» WHAT IS REQUIRED
Your task is to write out the complete listing exactly as it is shown.
****************
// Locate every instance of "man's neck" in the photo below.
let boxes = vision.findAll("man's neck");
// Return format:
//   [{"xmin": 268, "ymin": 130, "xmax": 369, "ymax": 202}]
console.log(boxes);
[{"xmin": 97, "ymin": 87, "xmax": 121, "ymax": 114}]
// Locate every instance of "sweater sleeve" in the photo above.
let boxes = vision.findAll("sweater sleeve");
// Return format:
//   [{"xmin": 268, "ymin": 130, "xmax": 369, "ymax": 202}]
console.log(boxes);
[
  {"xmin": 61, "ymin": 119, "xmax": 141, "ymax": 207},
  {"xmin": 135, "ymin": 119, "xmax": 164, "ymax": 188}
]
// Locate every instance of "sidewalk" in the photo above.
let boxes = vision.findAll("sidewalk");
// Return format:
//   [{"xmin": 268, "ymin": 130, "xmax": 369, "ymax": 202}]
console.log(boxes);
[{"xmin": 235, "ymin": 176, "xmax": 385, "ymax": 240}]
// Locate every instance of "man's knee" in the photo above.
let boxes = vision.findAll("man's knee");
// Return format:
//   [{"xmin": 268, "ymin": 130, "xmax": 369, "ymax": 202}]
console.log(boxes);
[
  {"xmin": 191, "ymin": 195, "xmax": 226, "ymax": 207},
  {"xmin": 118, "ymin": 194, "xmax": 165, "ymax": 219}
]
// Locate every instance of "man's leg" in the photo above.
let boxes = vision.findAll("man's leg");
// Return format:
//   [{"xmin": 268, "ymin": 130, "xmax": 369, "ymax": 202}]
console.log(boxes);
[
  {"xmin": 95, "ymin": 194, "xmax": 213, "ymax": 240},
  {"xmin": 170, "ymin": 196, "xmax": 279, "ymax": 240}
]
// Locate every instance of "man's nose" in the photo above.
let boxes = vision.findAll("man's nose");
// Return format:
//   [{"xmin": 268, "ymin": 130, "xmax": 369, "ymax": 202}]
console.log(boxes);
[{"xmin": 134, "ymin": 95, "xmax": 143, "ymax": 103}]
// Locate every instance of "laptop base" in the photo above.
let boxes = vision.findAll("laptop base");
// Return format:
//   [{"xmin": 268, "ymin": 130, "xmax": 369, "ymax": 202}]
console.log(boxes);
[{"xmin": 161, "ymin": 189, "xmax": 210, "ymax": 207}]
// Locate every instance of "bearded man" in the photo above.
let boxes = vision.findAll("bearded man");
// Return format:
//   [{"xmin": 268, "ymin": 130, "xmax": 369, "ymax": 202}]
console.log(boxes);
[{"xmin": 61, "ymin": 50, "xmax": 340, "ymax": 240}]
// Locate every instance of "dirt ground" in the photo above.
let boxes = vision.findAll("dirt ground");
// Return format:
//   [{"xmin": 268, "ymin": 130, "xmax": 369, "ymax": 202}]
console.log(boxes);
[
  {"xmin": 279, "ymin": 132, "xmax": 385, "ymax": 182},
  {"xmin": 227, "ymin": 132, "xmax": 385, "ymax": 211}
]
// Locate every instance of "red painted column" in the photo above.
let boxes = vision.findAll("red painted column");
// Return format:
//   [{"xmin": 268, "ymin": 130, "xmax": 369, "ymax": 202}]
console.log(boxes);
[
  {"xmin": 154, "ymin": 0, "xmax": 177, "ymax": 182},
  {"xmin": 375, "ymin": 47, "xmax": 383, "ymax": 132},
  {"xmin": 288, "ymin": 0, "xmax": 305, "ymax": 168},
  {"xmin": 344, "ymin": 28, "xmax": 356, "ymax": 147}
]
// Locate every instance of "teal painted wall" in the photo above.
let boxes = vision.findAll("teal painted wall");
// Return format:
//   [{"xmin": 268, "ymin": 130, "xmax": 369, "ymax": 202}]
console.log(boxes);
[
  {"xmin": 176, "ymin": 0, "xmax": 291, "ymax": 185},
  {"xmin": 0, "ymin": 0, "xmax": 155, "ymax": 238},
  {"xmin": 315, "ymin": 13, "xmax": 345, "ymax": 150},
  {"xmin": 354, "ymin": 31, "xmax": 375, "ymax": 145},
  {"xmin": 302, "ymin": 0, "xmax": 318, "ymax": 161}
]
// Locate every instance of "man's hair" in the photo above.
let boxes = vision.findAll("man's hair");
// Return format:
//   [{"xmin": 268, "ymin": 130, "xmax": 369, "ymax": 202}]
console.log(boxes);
****************
» ANSWER TO THIS PROBLEM
// Locate every instance of "man's neck" in the photo below.
let boxes = vision.findAll("man's neck");
// Return format:
//   [{"xmin": 268, "ymin": 130, "xmax": 369, "ymax": 202}]
console.log(boxes);
[{"xmin": 97, "ymin": 87, "xmax": 121, "ymax": 114}]
// Locate every instance of "sweater sleeve" in the photo above.
let boxes = vision.findAll("sweater sleeve");
// Return format:
//   [{"xmin": 268, "ymin": 130, "xmax": 369, "ymax": 202}]
console.log(boxes);
[
  {"xmin": 61, "ymin": 119, "xmax": 141, "ymax": 207},
  {"xmin": 135, "ymin": 119, "xmax": 164, "ymax": 188}
]
// Locate every instance of "sidewalk" in the photo above.
let boxes = vision.findAll("sidewalk");
// Return format:
//   [{"xmin": 268, "ymin": 130, "xmax": 369, "ymax": 202}]
console.log(boxes);
[{"xmin": 235, "ymin": 176, "xmax": 385, "ymax": 240}]
// Locate every instance of "man's knee" in the photo above.
let boxes = vision.findAll("man's knee");
// Return format:
//   [{"xmin": 268, "ymin": 130, "xmax": 369, "ymax": 202}]
console.log(boxes);
[
  {"xmin": 191, "ymin": 195, "xmax": 226, "ymax": 207},
  {"xmin": 118, "ymin": 194, "xmax": 165, "ymax": 219}
]
// Locate every instance of "man's leg" in the photo above.
let boxes = vision.findAll("man's leg");
// Return format:
//   [{"xmin": 268, "ymin": 130, "xmax": 369, "ymax": 202}]
console.log(boxes);
[
  {"xmin": 95, "ymin": 194, "xmax": 213, "ymax": 240},
  {"xmin": 170, "ymin": 196, "xmax": 279, "ymax": 240}
]
// Locate every instance of "man's nose" in the photo above.
let boxes = vision.findAll("man's nose");
// Return format:
//   [{"xmin": 268, "ymin": 130, "xmax": 369, "ymax": 202}]
console.log(boxes);
[{"xmin": 134, "ymin": 95, "xmax": 143, "ymax": 103}]
// Locate every instance of "laptop base" in the photo above.
let boxes = vision.findAll("laptop base");
// Return format:
//   [{"xmin": 268, "ymin": 130, "xmax": 369, "ymax": 202}]
console.log(boxes);
[{"xmin": 161, "ymin": 189, "xmax": 210, "ymax": 207}]
// Locate every instance of "bearded man" in the photo above.
let boxes = vision.findAll("bearded man");
// Return format:
//   [{"xmin": 268, "ymin": 130, "xmax": 369, "ymax": 202}]
console.log(boxes);
[{"xmin": 61, "ymin": 50, "xmax": 340, "ymax": 240}]
// Locate every instance of "dirt ground" in the photo above.
let boxes = vision.findAll("dirt ground");
// Return format:
//   [{"xmin": 268, "ymin": 130, "xmax": 369, "ymax": 202}]
console.log(boxes);
[
  {"xmin": 279, "ymin": 132, "xmax": 385, "ymax": 182},
  {"xmin": 227, "ymin": 132, "xmax": 385, "ymax": 211}
]
// Locate every instance of "red painted column" in the photo above.
let boxes = vision.findAll("red painted column");
// Return format:
//   [{"xmin": 268, "ymin": 130, "xmax": 369, "ymax": 202}]
console.log(boxes);
[
  {"xmin": 154, "ymin": 0, "xmax": 177, "ymax": 182},
  {"xmin": 375, "ymin": 47, "xmax": 383, "ymax": 132},
  {"xmin": 288, "ymin": 0, "xmax": 305, "ymax": 168},
  {"xmin": 344, "ymin": 28, "xmax": 356, "ymax": 147}
]
// Locate every instance of "teal painted wall" in the photo above.
let boxes = vision.findAll("teal painted wall");
// Return format:
//   [{"xmin": 268, "ymin": 130, "xmax": 369, "ymax": 202}]
console.log(boxes);
[
  {"xmin": 176, "ymin": 0, "xmax": 291, "ymax": 185},
  {"xmin": 0, "ymin": 0, "xmax": 155, "ymax": 238},
  {"xmin": 315, "ymin": 13, "xmax": 345, "ymax": 150},
  {"xmin": 354, "ymin": 31, "xmax": 375, "ymax": 145},
  {"xmin": 302, "ymin": 0, "xmax": 318, "ymax": 161}
]
// Locate every instance of "man's hair" in the photo above.
let boxes = vision.findAll("man's hair");
// Return format:
//   [{"xmin": 268, "ymin": 130, "xmax": 369, "ymax": 202}]
console.log(boxes);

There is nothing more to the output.